Recorded information ▸
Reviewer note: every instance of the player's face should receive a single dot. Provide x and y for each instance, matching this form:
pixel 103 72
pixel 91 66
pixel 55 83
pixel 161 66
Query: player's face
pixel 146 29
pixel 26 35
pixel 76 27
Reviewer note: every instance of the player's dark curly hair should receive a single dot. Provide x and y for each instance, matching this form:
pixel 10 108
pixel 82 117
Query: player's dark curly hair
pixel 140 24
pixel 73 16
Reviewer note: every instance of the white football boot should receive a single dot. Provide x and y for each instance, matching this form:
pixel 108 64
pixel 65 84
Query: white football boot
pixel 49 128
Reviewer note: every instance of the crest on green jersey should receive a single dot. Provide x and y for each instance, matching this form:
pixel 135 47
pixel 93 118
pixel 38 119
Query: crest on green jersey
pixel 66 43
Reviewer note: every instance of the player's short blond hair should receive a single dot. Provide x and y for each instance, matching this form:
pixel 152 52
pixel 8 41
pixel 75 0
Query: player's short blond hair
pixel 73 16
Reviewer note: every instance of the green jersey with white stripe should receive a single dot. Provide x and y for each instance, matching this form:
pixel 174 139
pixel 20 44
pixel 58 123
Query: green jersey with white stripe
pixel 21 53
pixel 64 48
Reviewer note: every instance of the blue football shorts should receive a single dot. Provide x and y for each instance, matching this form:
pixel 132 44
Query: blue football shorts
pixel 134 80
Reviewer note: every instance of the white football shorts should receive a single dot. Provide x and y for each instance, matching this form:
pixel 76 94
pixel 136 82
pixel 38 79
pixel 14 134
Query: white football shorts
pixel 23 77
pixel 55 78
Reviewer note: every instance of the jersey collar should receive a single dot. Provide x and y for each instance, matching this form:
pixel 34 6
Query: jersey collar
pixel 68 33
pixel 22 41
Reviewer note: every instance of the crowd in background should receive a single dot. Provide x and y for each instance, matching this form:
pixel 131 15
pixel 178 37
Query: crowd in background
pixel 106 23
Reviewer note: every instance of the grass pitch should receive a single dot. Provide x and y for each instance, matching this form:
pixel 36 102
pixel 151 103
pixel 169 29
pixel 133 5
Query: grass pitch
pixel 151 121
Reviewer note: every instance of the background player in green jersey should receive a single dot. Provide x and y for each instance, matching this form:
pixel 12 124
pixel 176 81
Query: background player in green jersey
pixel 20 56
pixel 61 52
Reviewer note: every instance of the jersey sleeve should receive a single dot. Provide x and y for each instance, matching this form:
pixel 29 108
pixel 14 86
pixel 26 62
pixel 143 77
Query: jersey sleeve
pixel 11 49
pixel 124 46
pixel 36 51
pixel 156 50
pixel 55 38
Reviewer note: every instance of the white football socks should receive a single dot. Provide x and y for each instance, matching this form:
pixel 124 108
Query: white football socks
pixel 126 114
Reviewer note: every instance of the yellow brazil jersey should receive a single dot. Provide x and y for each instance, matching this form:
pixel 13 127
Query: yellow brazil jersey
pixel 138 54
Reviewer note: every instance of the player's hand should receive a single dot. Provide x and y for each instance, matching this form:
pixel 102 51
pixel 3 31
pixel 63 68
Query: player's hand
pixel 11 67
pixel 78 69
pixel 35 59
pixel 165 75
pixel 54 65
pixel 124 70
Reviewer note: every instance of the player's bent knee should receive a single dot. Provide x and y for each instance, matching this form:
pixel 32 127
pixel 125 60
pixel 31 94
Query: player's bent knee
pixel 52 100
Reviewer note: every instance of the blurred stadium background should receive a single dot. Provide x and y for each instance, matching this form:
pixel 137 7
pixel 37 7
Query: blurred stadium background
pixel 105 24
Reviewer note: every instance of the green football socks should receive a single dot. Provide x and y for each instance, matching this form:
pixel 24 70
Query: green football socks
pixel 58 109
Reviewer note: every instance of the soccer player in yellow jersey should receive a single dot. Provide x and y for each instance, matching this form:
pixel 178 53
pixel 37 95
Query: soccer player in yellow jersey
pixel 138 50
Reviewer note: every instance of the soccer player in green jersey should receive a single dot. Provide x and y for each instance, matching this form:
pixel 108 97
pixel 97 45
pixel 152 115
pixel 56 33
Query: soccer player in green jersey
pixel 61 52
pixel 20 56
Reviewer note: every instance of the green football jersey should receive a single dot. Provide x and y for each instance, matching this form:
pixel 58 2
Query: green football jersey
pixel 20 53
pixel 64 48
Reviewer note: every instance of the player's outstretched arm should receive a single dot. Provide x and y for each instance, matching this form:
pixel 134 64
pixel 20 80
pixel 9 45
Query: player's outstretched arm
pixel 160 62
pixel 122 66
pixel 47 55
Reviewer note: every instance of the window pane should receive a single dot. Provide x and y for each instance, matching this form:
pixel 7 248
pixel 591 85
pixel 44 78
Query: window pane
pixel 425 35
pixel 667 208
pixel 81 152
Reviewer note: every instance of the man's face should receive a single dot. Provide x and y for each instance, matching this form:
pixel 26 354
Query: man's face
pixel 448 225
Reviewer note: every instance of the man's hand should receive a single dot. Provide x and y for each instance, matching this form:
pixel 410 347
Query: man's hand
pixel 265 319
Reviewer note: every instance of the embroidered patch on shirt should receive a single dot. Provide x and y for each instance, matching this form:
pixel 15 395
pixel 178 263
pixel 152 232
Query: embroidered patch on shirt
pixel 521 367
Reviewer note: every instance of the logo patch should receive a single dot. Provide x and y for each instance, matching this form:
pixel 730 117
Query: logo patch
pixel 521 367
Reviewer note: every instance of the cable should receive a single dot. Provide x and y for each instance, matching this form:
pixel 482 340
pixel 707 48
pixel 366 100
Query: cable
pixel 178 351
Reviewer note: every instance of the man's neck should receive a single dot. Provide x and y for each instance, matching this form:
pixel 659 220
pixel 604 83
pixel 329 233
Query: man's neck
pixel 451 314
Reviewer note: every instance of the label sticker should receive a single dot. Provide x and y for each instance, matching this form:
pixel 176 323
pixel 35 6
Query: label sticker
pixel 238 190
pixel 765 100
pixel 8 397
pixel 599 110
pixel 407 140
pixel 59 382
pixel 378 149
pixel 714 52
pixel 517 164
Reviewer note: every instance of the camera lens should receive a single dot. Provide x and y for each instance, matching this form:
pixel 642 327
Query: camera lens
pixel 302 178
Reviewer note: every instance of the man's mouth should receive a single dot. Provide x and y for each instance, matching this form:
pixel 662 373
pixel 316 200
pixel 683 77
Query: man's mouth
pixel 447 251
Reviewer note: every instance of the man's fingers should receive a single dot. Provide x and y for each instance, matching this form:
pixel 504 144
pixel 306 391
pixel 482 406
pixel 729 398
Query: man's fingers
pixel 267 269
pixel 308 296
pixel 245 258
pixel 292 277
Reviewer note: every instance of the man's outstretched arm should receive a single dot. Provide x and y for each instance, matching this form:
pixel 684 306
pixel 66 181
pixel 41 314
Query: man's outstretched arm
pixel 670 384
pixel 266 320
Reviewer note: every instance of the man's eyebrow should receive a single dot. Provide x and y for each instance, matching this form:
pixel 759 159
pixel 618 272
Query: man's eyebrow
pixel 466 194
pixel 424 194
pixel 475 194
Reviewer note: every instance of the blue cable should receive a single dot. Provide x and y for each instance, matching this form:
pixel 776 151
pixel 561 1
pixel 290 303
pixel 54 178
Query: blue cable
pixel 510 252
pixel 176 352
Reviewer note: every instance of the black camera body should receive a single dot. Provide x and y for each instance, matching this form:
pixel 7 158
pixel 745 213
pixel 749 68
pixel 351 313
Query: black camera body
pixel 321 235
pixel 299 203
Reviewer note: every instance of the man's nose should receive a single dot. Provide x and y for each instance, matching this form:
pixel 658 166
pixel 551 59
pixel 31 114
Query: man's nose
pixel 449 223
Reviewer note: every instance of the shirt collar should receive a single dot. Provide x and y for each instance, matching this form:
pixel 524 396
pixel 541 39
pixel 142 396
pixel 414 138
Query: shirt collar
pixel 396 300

Required work ▸ For this exercise, please output exactly the lines above starting at the line with "pixel 683 77" and ending at the line with "pixel 729 398", ends included.

Solved problem ▸
pixel 683 77
Query: man's mouth
pixel 447 251
Reviewer note: every instance of the man's fingers should receive a single dot. Provide x and y for each instance, matching this form:
pixel 504 144
pixel 306 391
pixel 482 406
pixel 729 398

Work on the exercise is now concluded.